■ Task
Each line below is to be written out in full, exactly as shown.

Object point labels

* * * *

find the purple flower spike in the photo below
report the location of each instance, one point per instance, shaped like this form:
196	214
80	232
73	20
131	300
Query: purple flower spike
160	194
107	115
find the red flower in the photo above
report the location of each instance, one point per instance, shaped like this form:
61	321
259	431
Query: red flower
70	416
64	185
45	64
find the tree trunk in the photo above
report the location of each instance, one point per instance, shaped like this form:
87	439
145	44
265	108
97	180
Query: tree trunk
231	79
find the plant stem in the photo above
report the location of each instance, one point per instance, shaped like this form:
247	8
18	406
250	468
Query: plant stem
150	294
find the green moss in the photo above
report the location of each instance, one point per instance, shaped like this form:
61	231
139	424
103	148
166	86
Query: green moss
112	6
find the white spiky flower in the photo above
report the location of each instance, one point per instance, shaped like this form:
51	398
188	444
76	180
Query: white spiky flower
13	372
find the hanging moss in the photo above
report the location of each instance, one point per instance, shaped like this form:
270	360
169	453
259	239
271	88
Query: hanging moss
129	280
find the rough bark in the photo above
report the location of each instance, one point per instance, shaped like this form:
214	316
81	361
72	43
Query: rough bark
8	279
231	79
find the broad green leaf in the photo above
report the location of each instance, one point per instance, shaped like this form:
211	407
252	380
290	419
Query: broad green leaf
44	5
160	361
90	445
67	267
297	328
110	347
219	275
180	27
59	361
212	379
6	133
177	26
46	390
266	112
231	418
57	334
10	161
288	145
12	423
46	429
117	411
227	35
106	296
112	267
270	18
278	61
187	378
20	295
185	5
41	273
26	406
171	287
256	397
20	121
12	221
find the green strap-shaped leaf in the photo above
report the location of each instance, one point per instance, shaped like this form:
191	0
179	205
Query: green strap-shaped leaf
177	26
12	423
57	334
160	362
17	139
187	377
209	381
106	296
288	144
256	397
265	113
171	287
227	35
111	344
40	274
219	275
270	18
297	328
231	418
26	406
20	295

* * * *

■ Task output
find the purple flower spike in the photo below
report the location of each instance, one point per instance, shaped like this form:
196	214
80	232
73	20
131	300
Query: purple flower spike
160	194
107	115
find the red flower in the photo above
report the location of each instance, one point per instance, shaped like this form:
61	321
259	431
Query: red flower
70	416
64	185
45	64
find the tree trunk in the photo above
report the location of each instance, one point per instance, shaped like this form:
87	439
145	44
265	108
97	180
Query: tree trunk
231	79
find the plant stem in the photo above
report the location of each instance, one point per instance, shaped like this form:
247	8
18	406
250	468
Query: plant stem
150	294
find the green moss in the photo above
report the location of each instance, one point per instance, shaped like this form:
61	231
139	424
103	148
166	86
Query: green moss
112	6
find the white spiky flower in the photo above
report the location of each instance, one point per instance, shaped like this form:
51	398
188	444
76	180
Query: white spiky flower
13	372
find the hanging moss in the photo above
report the location of each instance, one point per instance, shaped like this form:
270	360
169	453
259	239
271	88
Query: hanging moss
129	280
find the rough bark in the photo above
report the location of each instance, one point per instance, shaped like this form:
214	316
81	361
72	43
Query: rough bark
8	279
231	79
find the broad green leaf in the photo above
report the location of each instance, one point per instance, shaped like this form:
211	407
252	380
290	419
Query: broad green leaf
44	5
160	361
90	445
67	267
297	328
110	347
219	275
180	27
59	361
212	379
6	133
177	26
46	390
266	112
231	418
57	334
10	161
288	145
12	423
46	429
117	411
227	35
106	296
112	267
270	18
278	61
187	378
20	295
185	5
41	273
26	406
171	287
256	397
20	121
12	221
find the green strap-shaped leaf in the photo above
report the location of each instance, one point per instance, shaped like this form:
191	0
179	205
Query: green strap-shaped leaf
177	26
12	423
57	334
160	362
17	139
187	377
209	381
106	296
288	144
256	397
265	113
171	287
227	35
111	344
40	274
219	275
270	18
297	328
231	418
26	406
20	295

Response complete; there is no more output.